◆ **Article**:
[Start]
Korai Docs
VoiceChat

Voice Chat Component

Main UI component for voice chat interface

Voice Chat Component

The Voice Chat component provides the complete UI for voice-enabled conversations with YouTube videos. It handles both the initial setup phase and the active chat interface.

Component Structure

export default function VoiceChatViewPage() {
  // State
  const [videoUrl, setVideoUrl] = useState('');
  const [transcript, setTranscript] = useState('');
  const [messages, setMessages] = useState<Message[]>([]);
  const [loading, setLoading] = useState(false);
  const [isRecording, setIsRecording] = useState(false);
  const [isProcessingAudio, setIsProcessingAudio] = useState(false);
  const [isPlayingAudio, setIsPlayingAudio] = useState(false);
  const [hasTranscript, setHasTranscript] = useState(false);
  const [selectedLanguage, setSelectedLanguage] = useState('en-US');
  const [audioLevel, setAudioLevel] = useState(0);

  // Refs
  const scrollAreaRef = useRef<HTMLDivElement>(null);
  const mediaRecorderRef = useRef<MediaRecorder | null>(null);
  const audioChunksRef = useRef<Blob[]>([]);
  const audioRef = useRef<HTMLAudioElement | null>(null);
  const analyserRef = useRef<AnalyserNode | null>(null);
  const animationFrameRef = useRef<number | null>(null);

  // ... handler functions and effects
}

Two-Phase UI

The component renders different UIs based on whether a transcript is loaded:

Phase 1: Setup View (No Transcript)

Shown when hasTranscript === false.
[End]
◆ **Written instruction 1**: Print the passage of the Voice Chat component documentation between "The Voice Chat" and "active chat interface.", inclusive, word for word.
These rows are unrelated to the Voice Chat component documentation.

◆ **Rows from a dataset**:
[Start]
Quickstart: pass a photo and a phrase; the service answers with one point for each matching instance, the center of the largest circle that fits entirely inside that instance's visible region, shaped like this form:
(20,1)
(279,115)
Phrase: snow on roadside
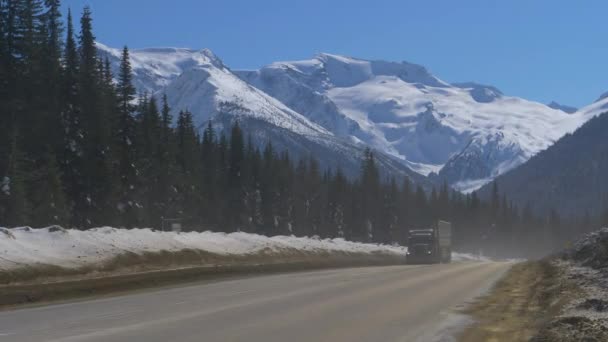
(26,246)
[End]
◆ **Written instruction 2**: Output every one of the dataset rows verbatim, line for line, and omit the pictures.

◆ **Exercise response 1**:
The Voice Chat component provides the complete UI for voice-enabled conversations with YouTube videos. It handles both the initial setup phase and the active chat interface.

◆ **Exercise response 2**:
Quickstart: pass a photo and a phrase; the service answers with one point for each matching instance, the center of the largest circle that fits entirely inside that instance's visible region, shaped like this form:
(20,1)
(279,115)
Phrase: snow on roadside
(26,246)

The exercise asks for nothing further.